BEGIN Text shown

Implementing and Sustaining 5S in Manufacturing

Reducing waste and increasing productivity are both important strategies for gaining a competitive edge in manufacturing. Some interventions designed to achieve these effects are relatively expensive, but 5S is an exception.

The 5S system has been used by Japanese companies for decades and has also been adopted by many Western companies. 5S is simple and inexpensive on paper but many companies struggle to effectively implement it.

In this article, we’ll explain how 5S can be implemented in manufacturing. We’ll discuss the steps that should be followed, the common tools required, and how 5S can be sustained in the long run. We’ll also mention some barriers to watch out for when implementing this system.

What is 5S and Why is it Important in Manufacturing?

5S is a philosophy used to organize workspaces to make them more efficient. This is achieved by removing items that are not needed in that space and organizing the remaining items to be accessible with as little motion as possible.

END Text shown

| Set problem 1 |
According to the text on 5S in manufacturing, how does 5S make a workspace more efficient? Answer in one to three sentences.
The records below are unrelated to the text about 5S.

BEGIN Given records

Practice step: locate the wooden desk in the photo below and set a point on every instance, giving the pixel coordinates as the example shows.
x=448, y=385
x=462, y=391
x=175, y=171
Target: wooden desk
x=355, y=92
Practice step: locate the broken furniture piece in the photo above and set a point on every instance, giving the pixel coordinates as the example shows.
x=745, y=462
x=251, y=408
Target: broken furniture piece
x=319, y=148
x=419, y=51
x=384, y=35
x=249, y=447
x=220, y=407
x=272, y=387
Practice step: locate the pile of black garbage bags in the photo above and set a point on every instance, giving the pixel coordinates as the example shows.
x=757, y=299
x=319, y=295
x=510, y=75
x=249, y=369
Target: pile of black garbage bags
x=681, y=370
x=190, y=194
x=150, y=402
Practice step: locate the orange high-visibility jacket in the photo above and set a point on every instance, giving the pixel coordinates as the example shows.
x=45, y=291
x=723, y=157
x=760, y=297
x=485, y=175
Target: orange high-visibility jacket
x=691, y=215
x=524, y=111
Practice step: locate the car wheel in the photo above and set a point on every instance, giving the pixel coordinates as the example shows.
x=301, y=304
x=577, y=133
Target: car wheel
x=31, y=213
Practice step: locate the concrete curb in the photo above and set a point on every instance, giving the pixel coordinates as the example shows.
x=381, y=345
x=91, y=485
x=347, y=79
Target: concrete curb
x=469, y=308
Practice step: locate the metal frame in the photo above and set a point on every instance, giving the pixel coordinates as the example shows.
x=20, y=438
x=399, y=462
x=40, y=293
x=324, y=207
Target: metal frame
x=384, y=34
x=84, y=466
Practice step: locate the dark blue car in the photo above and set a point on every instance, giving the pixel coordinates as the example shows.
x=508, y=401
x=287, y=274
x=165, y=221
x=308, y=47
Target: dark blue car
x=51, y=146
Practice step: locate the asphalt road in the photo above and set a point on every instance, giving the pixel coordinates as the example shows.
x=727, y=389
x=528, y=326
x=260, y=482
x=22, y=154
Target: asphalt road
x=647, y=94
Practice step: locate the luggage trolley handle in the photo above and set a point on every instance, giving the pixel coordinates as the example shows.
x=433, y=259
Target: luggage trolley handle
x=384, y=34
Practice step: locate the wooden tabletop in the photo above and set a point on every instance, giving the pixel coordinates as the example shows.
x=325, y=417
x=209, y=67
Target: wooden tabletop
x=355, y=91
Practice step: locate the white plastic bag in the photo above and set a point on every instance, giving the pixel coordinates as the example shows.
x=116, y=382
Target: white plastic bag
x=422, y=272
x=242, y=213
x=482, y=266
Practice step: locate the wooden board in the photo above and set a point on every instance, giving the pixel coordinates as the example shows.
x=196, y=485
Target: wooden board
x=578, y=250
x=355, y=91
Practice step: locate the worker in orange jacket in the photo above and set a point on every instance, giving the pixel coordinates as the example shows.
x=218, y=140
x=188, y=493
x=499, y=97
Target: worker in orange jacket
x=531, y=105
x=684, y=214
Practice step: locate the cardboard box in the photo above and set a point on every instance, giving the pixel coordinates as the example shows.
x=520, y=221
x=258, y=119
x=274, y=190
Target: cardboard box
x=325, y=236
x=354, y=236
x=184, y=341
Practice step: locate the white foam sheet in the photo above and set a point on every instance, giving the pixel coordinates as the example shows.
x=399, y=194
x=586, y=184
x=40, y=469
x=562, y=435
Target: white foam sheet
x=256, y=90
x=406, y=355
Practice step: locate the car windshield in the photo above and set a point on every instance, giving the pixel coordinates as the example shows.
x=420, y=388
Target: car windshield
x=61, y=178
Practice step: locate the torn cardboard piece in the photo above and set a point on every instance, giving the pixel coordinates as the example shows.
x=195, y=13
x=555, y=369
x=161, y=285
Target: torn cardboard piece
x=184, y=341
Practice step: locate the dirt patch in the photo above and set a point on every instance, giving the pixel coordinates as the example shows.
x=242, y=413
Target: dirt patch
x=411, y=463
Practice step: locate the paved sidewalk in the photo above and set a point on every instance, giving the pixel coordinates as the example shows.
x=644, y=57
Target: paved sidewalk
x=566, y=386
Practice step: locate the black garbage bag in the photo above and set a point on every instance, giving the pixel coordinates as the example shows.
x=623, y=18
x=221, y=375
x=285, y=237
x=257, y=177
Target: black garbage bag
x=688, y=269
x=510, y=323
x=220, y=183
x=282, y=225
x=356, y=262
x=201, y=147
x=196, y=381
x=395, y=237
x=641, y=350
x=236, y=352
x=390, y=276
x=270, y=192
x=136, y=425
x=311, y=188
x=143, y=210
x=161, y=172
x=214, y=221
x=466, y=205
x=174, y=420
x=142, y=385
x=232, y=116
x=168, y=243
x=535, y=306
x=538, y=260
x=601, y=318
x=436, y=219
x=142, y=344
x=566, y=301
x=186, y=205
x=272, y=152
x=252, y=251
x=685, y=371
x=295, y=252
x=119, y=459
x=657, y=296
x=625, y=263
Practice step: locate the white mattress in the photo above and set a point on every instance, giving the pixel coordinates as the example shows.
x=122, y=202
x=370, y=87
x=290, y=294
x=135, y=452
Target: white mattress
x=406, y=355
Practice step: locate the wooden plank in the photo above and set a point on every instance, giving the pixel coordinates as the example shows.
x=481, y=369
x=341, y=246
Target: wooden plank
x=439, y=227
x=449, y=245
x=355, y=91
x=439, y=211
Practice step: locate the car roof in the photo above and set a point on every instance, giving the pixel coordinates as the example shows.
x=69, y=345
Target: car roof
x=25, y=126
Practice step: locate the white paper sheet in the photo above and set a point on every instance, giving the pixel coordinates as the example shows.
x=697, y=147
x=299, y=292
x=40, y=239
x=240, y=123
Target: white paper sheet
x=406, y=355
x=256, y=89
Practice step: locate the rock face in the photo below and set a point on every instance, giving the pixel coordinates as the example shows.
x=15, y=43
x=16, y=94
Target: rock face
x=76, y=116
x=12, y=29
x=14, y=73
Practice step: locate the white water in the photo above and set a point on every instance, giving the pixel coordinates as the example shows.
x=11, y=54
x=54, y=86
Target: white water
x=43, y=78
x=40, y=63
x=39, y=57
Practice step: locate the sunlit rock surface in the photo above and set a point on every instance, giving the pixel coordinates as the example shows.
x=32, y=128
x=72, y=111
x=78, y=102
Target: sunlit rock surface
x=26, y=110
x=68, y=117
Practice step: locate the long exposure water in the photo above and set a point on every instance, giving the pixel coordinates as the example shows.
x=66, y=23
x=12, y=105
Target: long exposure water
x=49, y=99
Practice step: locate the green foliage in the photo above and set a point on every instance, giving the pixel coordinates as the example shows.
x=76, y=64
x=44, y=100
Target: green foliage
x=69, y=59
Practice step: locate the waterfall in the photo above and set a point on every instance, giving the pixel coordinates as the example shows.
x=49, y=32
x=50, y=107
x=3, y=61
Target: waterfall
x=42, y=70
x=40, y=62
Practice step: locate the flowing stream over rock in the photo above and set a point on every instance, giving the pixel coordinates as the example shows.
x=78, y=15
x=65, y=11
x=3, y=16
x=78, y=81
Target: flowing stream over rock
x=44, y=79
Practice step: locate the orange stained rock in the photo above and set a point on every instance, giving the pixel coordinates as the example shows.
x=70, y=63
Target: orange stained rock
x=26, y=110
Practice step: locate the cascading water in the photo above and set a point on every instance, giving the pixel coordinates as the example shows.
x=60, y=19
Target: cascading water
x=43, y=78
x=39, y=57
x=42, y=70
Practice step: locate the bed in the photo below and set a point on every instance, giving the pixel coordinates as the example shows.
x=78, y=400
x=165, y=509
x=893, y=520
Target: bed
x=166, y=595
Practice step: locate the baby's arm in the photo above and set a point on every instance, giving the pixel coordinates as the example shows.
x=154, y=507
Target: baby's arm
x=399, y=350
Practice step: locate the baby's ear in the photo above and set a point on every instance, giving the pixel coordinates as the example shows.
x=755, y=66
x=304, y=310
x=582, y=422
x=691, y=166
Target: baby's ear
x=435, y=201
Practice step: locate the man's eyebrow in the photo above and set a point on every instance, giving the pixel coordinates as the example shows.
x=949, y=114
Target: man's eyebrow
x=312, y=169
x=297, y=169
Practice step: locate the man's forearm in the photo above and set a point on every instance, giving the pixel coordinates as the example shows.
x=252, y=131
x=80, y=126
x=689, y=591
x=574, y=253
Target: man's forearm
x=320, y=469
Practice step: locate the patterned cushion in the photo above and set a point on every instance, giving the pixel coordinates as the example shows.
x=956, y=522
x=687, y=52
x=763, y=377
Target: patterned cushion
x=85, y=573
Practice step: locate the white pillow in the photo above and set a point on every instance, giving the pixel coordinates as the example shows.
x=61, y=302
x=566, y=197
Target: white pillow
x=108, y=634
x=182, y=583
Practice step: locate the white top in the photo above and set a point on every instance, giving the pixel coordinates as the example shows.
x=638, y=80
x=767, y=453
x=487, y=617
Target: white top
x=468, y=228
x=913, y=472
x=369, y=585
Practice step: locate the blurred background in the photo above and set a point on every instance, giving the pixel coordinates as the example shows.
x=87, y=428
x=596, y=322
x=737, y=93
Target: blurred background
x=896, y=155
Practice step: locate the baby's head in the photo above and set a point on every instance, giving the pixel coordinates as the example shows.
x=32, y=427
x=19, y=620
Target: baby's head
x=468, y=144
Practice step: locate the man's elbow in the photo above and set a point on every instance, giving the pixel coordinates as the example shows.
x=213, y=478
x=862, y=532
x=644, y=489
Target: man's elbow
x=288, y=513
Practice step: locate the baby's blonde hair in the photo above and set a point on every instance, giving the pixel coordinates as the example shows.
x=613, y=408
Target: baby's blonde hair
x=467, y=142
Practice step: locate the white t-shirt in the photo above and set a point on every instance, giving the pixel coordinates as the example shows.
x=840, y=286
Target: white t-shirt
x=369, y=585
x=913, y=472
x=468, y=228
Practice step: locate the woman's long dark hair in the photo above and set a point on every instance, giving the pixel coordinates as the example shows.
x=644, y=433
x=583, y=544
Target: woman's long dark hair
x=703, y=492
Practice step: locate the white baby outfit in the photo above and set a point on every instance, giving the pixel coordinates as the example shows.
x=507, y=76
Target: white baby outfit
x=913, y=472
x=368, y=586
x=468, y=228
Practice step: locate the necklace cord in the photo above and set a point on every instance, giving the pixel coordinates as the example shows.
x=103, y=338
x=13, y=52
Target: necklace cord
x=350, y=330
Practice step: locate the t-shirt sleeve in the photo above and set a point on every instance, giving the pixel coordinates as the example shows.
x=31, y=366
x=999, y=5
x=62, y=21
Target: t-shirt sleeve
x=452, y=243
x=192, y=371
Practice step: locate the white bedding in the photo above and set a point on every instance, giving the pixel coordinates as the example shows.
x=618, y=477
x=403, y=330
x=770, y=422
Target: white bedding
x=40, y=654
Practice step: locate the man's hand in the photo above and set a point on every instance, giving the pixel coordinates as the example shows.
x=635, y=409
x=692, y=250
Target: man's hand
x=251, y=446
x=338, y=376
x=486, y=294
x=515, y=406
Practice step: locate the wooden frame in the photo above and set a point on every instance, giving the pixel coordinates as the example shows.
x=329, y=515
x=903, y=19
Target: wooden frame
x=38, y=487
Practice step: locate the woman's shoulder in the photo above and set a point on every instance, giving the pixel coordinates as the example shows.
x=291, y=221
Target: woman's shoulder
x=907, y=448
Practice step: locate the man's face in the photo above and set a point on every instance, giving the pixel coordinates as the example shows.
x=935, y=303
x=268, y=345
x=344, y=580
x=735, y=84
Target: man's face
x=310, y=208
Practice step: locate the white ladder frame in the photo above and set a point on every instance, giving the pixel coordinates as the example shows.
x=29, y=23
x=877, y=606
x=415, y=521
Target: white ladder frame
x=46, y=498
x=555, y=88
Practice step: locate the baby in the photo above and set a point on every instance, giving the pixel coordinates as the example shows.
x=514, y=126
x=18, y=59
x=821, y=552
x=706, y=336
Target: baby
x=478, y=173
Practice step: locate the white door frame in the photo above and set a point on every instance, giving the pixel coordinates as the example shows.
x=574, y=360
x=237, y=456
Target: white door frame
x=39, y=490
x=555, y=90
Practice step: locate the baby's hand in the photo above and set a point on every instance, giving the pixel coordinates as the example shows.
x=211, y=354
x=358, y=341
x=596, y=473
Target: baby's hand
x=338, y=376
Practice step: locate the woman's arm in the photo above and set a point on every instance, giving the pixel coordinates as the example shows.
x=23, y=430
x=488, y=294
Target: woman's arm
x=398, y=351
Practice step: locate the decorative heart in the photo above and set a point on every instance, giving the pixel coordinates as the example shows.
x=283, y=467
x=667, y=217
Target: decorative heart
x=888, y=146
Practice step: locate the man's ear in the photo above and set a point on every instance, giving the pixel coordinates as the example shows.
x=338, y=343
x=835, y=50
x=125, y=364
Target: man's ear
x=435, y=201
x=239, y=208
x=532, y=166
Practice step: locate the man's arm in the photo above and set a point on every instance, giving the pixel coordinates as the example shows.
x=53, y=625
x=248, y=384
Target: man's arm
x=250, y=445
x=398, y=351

END Given records

| Set problem 2 |
Turn everything in the records from the line containing "Practice step: locate the woman's arm" down to the line containing "x=888, y=146" into a numbered list, leaving out any blank lines.

| Final answer 1 |
5S removes items that are not needed in a workspace. It then organizes the remaining items so they can be reached with as little motion as possible.

| Final answer 2 |
1. Practice step: locate the woman's arm in the photo above and set a point on every instance, giving the pixel coordinates as the example shows.
2. x=23, y=430
3. x=488, y=294
4. Target: woman's arm
5. x=398, y=351
6. Practice step: locate the decorative heart in the photo above and set a point on every instance, giving the pixel coordinates as the example shows.
7. x=283, y=467
8. x=667, y=217
9. Target: decorative heart
10. x=888, y=146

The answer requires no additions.